What to work on
Filter these entries down to the lines that hold the word "grey", and show each of them.

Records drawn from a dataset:
········

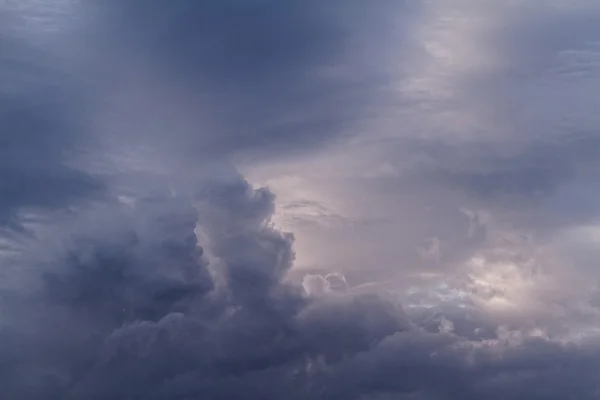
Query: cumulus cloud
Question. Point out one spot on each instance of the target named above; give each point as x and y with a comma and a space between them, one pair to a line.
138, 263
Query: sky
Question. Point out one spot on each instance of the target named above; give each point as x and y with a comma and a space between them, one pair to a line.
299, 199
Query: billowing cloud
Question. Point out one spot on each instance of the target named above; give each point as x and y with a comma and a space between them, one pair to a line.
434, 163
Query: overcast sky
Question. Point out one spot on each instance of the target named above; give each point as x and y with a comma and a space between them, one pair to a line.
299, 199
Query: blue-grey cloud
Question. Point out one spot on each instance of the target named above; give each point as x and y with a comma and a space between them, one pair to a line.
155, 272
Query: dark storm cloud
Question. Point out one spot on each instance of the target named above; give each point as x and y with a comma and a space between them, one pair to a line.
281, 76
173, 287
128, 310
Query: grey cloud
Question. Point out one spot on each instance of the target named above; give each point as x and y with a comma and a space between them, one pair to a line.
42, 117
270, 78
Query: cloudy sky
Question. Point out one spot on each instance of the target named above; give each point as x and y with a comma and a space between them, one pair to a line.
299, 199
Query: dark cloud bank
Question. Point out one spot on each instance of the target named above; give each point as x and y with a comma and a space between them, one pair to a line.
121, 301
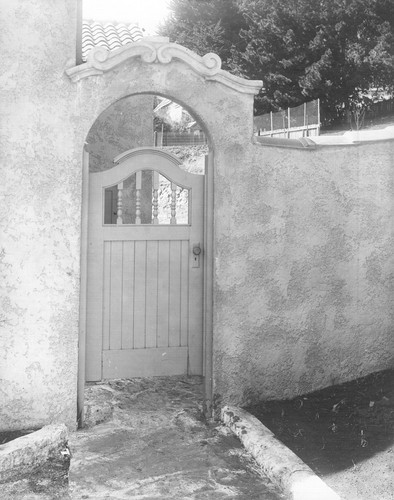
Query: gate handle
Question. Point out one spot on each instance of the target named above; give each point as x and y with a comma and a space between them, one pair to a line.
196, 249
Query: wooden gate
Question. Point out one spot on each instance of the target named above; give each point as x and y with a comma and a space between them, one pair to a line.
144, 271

········

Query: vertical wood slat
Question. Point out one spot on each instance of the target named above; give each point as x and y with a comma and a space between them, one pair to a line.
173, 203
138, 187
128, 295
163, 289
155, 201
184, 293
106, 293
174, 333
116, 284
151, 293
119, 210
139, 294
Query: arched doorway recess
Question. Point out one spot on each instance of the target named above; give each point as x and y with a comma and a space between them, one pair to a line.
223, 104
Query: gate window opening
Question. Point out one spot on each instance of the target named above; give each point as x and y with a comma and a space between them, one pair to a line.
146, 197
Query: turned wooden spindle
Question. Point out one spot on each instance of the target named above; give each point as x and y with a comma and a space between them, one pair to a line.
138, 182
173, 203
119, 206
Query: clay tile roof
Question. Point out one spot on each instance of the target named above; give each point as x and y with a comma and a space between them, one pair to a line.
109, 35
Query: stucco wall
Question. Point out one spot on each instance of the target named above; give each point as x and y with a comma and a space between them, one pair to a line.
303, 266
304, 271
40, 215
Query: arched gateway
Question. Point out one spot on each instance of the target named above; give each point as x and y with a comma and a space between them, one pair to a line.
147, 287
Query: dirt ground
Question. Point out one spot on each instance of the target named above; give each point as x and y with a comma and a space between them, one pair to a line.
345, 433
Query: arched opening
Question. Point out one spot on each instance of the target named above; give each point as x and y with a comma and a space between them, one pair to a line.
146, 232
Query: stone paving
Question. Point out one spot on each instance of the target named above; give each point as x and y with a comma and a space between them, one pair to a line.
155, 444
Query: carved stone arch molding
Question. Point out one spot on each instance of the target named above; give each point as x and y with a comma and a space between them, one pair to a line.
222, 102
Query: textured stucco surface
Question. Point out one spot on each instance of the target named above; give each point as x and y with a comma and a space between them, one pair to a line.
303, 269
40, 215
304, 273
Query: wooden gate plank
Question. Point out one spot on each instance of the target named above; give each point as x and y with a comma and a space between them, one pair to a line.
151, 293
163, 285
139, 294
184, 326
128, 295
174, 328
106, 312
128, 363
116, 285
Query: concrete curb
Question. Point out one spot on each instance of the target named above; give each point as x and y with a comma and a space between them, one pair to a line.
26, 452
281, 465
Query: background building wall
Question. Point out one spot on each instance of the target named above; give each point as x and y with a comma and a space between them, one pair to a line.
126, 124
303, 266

········

Written response
Query: blue-grey cloud
Query: grey cloud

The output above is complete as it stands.